__What is needed__
List every line in the entries below that contains the word "tripod", copying each line in full.

__Data shown__
▼

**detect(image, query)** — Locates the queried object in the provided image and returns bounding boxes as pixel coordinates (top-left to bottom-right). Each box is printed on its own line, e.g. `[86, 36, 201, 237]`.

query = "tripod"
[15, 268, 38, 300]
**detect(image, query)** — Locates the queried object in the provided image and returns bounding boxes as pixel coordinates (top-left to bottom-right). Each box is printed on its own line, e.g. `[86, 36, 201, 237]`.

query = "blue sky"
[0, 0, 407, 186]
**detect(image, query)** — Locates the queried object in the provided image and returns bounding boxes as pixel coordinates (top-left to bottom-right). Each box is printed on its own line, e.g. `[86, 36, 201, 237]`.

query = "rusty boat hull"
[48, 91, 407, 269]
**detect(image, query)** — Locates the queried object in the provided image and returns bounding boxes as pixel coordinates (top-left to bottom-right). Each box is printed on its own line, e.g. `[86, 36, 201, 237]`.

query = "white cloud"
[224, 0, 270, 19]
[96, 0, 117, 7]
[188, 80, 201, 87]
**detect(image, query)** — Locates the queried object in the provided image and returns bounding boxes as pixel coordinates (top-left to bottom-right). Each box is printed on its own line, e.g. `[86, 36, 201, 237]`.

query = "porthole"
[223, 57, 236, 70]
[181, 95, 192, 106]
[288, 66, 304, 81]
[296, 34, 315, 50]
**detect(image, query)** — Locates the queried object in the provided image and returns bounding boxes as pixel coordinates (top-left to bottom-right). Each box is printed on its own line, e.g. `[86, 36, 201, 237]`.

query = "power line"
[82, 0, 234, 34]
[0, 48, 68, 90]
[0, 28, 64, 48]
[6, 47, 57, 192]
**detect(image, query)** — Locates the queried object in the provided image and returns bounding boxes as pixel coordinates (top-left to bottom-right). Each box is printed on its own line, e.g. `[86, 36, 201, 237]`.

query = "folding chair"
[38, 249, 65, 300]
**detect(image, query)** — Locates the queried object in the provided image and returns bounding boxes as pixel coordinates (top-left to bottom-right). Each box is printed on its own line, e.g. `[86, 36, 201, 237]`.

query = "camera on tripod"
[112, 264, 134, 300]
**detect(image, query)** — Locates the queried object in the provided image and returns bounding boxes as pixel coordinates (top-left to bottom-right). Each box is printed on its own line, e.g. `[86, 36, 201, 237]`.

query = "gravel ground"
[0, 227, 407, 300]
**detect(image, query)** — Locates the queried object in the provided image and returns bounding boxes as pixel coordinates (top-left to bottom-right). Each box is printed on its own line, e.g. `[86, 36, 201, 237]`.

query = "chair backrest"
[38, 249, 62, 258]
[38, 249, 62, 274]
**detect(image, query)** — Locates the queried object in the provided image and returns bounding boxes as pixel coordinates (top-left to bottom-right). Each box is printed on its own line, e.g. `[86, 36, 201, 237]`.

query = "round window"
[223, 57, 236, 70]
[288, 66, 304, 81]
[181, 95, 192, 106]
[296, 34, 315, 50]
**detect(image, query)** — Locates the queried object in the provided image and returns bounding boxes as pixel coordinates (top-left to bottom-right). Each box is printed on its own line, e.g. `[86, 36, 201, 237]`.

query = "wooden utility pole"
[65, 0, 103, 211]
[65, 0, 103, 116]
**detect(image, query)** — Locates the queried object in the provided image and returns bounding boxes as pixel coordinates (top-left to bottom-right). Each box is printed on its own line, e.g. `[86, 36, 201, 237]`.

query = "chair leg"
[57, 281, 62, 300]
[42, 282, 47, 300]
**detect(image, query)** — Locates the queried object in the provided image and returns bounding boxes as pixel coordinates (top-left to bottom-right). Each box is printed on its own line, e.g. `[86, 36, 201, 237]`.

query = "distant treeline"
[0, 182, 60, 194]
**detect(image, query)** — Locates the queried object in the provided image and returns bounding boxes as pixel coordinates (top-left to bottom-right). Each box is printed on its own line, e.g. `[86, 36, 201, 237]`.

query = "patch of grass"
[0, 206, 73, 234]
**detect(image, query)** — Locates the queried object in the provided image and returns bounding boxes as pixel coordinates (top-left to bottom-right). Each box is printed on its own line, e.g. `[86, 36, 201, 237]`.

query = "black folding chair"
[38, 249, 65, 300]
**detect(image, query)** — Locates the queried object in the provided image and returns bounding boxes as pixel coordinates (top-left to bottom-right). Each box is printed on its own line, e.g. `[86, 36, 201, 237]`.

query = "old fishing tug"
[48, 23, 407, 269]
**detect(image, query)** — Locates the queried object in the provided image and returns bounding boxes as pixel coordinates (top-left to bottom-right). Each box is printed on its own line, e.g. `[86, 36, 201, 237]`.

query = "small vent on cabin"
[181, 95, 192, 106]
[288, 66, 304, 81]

▲

__The solution__
query = "tripod"
query = "camera on tripod"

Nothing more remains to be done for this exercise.